**Task to complete**
Lay out the items below as a two-column CSV with the header row input,output and one row for each item. Put each item's text under input and its answer under output, each in a single quoted field, with every line break replaced by a space.

+++

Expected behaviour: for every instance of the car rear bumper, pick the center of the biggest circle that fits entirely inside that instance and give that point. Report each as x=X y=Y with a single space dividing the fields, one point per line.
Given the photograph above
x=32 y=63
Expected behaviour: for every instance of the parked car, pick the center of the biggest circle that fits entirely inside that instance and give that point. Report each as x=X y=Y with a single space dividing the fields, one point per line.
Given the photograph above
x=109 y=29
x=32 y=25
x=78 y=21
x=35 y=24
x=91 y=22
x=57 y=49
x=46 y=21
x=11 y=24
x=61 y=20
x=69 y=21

+++

**Full answer**
input,output
"Expected behaviour: for every instance of the car rear bumper, pick the center of the biggest circle that fits entirely inside that instance and give that point. Report each as x=X y=Y with a single space dividing the fields, one point per line. Given the photograph above","x=32 y=63"
"Expected behaviour: for every instance of the parked car, pick the center of the biggest circle that fits entirely inside that instance and give that point. Report each as x=X y=Y with a single space dividing the fields, one point per line. Given the photograph above","x=109 y=29 x=32 y=25 x=78 y=21 x=35 y=24 x=91 y=22 x=57 y=49 x=46 y=21 x=11 y=24 x=61 y=20 x=69 y=21"